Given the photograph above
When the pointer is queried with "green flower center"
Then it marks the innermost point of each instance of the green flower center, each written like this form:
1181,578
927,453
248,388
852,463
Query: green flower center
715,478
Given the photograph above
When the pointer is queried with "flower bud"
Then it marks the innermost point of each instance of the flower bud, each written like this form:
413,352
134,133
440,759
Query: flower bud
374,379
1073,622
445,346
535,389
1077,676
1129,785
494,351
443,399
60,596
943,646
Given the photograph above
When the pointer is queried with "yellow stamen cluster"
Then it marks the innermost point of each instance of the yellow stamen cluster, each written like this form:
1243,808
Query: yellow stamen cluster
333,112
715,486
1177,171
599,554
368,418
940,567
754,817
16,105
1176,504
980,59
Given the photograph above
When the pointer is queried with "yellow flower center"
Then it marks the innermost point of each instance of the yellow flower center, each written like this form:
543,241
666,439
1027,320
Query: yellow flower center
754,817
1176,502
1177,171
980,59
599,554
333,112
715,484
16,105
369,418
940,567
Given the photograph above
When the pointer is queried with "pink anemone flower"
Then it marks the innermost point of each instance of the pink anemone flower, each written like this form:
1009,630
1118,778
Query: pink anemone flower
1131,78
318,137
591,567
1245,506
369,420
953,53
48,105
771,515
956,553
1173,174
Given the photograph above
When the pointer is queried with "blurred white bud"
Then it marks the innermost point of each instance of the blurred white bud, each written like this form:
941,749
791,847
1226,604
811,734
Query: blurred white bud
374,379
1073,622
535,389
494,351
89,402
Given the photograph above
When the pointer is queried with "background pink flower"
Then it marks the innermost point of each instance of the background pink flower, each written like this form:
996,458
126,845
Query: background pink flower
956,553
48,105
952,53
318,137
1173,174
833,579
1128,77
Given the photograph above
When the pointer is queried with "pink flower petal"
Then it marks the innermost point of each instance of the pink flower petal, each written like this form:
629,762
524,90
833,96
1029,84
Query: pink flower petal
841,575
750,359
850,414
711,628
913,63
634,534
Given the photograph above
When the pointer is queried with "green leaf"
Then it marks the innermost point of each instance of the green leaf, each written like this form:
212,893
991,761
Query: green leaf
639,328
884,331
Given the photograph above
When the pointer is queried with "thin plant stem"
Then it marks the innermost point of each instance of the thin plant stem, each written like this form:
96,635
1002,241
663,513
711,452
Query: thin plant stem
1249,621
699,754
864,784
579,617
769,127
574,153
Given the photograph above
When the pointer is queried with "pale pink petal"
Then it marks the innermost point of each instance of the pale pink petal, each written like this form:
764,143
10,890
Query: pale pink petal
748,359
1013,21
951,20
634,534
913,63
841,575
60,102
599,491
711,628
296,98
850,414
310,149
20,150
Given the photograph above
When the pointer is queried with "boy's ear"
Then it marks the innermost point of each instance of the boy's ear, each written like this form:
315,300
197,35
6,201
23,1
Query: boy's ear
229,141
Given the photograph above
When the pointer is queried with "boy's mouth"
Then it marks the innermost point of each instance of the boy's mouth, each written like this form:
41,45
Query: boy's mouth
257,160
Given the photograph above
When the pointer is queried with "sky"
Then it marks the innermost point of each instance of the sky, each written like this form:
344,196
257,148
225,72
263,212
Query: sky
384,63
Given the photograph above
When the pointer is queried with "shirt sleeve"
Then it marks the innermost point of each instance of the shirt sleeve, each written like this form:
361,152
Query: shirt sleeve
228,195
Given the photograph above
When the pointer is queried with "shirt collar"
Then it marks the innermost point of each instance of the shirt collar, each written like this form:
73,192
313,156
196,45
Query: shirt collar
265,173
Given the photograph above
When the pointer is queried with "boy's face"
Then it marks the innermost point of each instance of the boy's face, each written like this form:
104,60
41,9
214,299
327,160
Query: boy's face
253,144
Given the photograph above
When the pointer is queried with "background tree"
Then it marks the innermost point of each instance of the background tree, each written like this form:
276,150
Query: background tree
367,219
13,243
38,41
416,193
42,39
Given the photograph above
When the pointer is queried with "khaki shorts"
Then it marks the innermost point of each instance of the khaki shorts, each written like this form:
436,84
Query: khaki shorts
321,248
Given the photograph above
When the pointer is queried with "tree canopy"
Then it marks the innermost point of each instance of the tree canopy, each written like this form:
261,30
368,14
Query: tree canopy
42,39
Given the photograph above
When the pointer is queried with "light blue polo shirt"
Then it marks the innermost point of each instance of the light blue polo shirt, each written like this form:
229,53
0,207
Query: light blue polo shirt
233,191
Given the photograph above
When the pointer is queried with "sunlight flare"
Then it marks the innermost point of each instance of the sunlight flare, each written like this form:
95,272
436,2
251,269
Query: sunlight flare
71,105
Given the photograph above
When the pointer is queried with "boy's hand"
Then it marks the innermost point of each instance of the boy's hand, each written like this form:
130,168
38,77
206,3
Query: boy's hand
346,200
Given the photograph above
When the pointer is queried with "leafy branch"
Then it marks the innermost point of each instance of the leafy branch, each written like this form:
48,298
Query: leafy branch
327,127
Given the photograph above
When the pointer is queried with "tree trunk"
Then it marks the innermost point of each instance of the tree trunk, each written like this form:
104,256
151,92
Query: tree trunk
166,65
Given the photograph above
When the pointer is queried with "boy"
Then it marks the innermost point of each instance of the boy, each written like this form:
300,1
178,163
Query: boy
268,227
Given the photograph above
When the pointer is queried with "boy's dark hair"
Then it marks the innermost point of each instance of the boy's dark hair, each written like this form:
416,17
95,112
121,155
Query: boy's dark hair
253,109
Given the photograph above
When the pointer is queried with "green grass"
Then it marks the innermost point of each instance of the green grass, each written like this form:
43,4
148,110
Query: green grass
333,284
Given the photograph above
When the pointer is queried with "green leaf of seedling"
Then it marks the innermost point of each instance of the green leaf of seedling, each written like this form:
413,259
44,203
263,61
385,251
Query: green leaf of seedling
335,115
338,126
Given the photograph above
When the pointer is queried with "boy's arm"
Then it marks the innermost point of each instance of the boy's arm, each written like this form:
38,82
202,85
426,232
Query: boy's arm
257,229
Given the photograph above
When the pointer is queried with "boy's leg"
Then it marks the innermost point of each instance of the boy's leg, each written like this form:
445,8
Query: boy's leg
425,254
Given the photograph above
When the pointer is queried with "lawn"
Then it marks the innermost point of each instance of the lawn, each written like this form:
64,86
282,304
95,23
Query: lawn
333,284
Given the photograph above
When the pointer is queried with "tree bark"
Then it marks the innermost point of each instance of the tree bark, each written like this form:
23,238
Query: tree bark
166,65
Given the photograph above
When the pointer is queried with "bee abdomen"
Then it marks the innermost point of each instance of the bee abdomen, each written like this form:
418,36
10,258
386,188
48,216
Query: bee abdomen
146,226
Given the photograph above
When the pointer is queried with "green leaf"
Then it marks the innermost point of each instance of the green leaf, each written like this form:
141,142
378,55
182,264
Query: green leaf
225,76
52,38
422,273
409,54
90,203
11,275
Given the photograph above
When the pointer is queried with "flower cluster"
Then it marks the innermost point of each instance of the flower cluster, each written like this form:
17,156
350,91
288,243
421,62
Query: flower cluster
::::::
• TO DO: Please write the full listing out again, exactly.

• RESPONSE:
Given the photograph above
When the pointer is queried with "green flower center"
Then it marks the innermost point of each instance of the green flower center, each written like this form:
1181,578
927,453
248,388
852,463
Query: green flower center
715,478
Given the photograph above
When the pointer is queried with "flower bud"
Then it marks the innermost point of each instance of the flower bud, each written like this form:
413,352
134,133
440,759
Query: flower bud
374,379
1073,622
445,346
535,389
1077,676
1129,785
494,351
443,399
60,596
943,646
Given the photograph above
When the pointer is queried with "yellow stamen cluster"
Then it marks the innermost point of each instance of the yellow stamen cluster, each written like this form:
1243,808
Query: yellow stamen cluster
333,112
715,486
1177,171
599,554
368,418
940,567
754,817
16,105
1176,504
980,59
Given the photograph above
When the pointer is queried with "yellow flower center"
Then it marks the innermost point of each instance of the yellow flower center, each written like this form:
543,241
666,439
1027,320
Query: yellow flower center
754,817
1176,502
1177,171
980,59
599,554
333,112
715,484
16,105
369,418
940,567
Given the photograph above
When the pointer is queried with "pink anemone flower"
Then it marks the innermost point of each instance of the pink anemone flower, each written like this form:
1009,630
1118,778
Query: pink anemone flower
1131,78
318,137
591,567
1245,506
369,420
953,53
48,105
771,515
956,553
1173,174
Given the photograph above
When the pointer is queried with "blurred white bud"
Then it marks the innermost point of each instance of the blurred white bud, each written like this form:
941,749
791,847
1226,604
811,734
Query: blurred white bud
374,379
1073,622
535,389
494,351
89,402
Given the photograph above
When the pointer is queried with "background pink flower"
Then it marks the innermost point of each instance of the background pink flower, each written like this form:
996,458
126,845
Query: background pink flower
956,553
48,105
952,53
318,137
1173,174
833,579
1128,77
Given the photograph above
When the pointer is queried with "pink flower petal"
Then it marks the innermost point of each instance of the pink flower petal, each written like this form:
629,762
524,90
833,96
1029,84
Query: pink flower petal
841,575
750,359
850,414
711,628
913,63
634,534
Given the photograph above
When the pointer is queried with "green leaf"
Then it marks the innermost point of each instance of the green leaf, each written like this form:
212,893
991,761
Query: green leaf
639,328
884,331
Given the photograph above
When the pointer is queried with "thin plant stem"
Then it marks the innermost point of each instance of the thin plant stem, each written like this form:
96,635
1002,241
663,513
711,452
Query: thin plant stem
1249,621
699,754
864,784
579,617
769,127
574,153
Given the photograph above
When the pointer is queried with "pale pink petal"
Then it marks the innermost point of each instance of the pale pink petal, each written like this form:
764,143
10,890
Query: pale pink petal
748,359
1013,21
951,20
634,534
913,63
841,575
60,102
599,491
711,628
296,98
850,414
310,149
20,150
Given the photograph above
When the pointer is queried with "boy's ear"
Then it marks the innermost point of each instance of the boy's ear, each written like this form:
315,300
197,35
6,201
23,1
Query: boy's ear
229,141
Given the photograph above
When the pointer is queried with "boy's mouth"
Then it marks the innermost point of each instance of the boy's mouth, each written like this form:
41,45
Query: boy's mouth
257,160
Given the photograph above
When the pointer is queried with "sky"
Then it marks the innermost point of each instance of the sky, each written like this form:
344,196
257,148
225,72
263,212
Query: sky
384,63
Given the photograph above
When the pointer is queried with "shirt sleeve"
Then it marks the innermost point of each instance of the shirt sleeve, each written like this form:
361,152
Query: shirt sleeve
228,195
Given the photograph above
When the pointer is queried with "shirt collar"
Then it marks the innermost point of each instance of the shirt collar, each written like this form:
73,192
313,156
196,45
Query: shirt collar
265,173
Given the photograph above
When the pointer is queried with "boy's face"
Then it marks the innermost point of each instance of the boy's face, each written like this form:
104,60
41,9
214,299
327,160
Query: boy's face
253,144
Given the photograph above
When the pointer is queried with "background tree"
Then it marks the innermost point of each instance of the background tree, each written like this form:
276,150
Query: background tree
367,219
13,243
38,41
416,193
42,39
Given the photograph above
When the pointer is queried with "khaki shorts"
Then it marks the innermost point of each instance of the khaki shorts, each written like this form:
436,84
Query: khaki shorts
321,248
Given the photograph above
When the pointer is queried with "tree canopy"
Then it marks the innermost point of each instance of the tree canopy, each written like this form:
261,30
368,14
Query: tree canopy
42,39
Given the photograph above
When the pointer is queried with "light blue polo shirt"
Then it marks the innermost point of each instance of the light blue polo shirt, each written like this form:
229,53
0,207
Query: light blue polo shirt
233,191
Given the photograph above
When the pointer is queried with "sunlight flare"
Then it marks the innermost point of each instance of the sunlight flare, each written like this form:
95,272
436,2
251,269
Query: sunlight flare
71,105
Given the photograph above
When the pointer is queried with "boy's hand"
Then it marks the innermost point of each instance of the boy's hand, each written like this form:
130,168
38,77
206,3
Query: boy's hand
346,200
Given the photograph above
When the pointer is queried with "leafy branch"
Then it marks the innermost point of each instance of the leafy branch, each written like this form:
48,298
Query: leafy branch
327,127
Given the photograph above
When the pointer is queried with "tree trunk"
Then it marks the innermost point of each instance of the tree trunk, each written like this form:
104,256
151,92
Query: tree trunk
166,65
Given the photograph above
When the pointer is queried with "boy"
Then it marks the innermost point of each instance of the boy, each written like this form:
300,1
178,163
Query: boy
268,227
Given the photograph above
When the pointer is queried with "boy's dark hair"
Then it marks the innermost point of each instance of the boy's dark hair, each written like this form:
416,17
95,112
121,155
Query: boy's dark hair
253,109
Given the photograph above
When the pointer is queried with "green grass"
Then it marks the innermost point of each instance of the green grass, each written like this form:
43,4
148,110
Query: green grass
333,284
Given the photograph above
When the pointer is queried with "green leaf of seedling"
Then it marks the innermost point of each instance of the green leaf of seedling, each written like this form:
413,259
44,203
263,61
385,251
Query: green leaf of seedling
335,115
338,126
Given the photograph above
When the pointer is queried with "boy's arm"
Then it marks the innermost point of each instance of the boy's arm, each written like this form:
38,82
202,85
426,232
Query: boy's arm
257,229
Given the photograph above
When the pointer is queried with "boy's leg"
Then it marks the innermost point of each instance of the boy's leg, each written like this form:
445,8
Query: boy's leg
425,254
Given the photograph above
When the pointer is queried with "lawn"
Then it marks the innermost point of each instance of the lawn, each written like this form:
64,86
282,304
95,23
Query: lawn
333,284
Given the photograph above
When the pointer is queried with "tree bark"
Then it marks the innermost point of each instance of the tree bark, each written like this form:
23,238
Query: tree bark
166,65
Given the photograph above
When the pointer is queried with "bee abdomen"
Then it marks the innermost point of each instance of the bee abdomen, each written like this form:
418,36
10,258
386,188
48,216
Query: bee abdomen
146,226
Given the photograph above
When the pointer is queried with "green leaf"
Then it marks the innermost point of each instance of the green leaf, each written like this form:
141,142
378,55
182,264
Query: green leaf
225,76
52,38
422,273
409,54
90,203
11,275
Given the photograph above
When the pointer is queried with "flower cluster"
Then it marks the innermost point of each instance of the flower cluster, each written like this form:
17,156
350,91
288,243
421,62
Query: flower cluster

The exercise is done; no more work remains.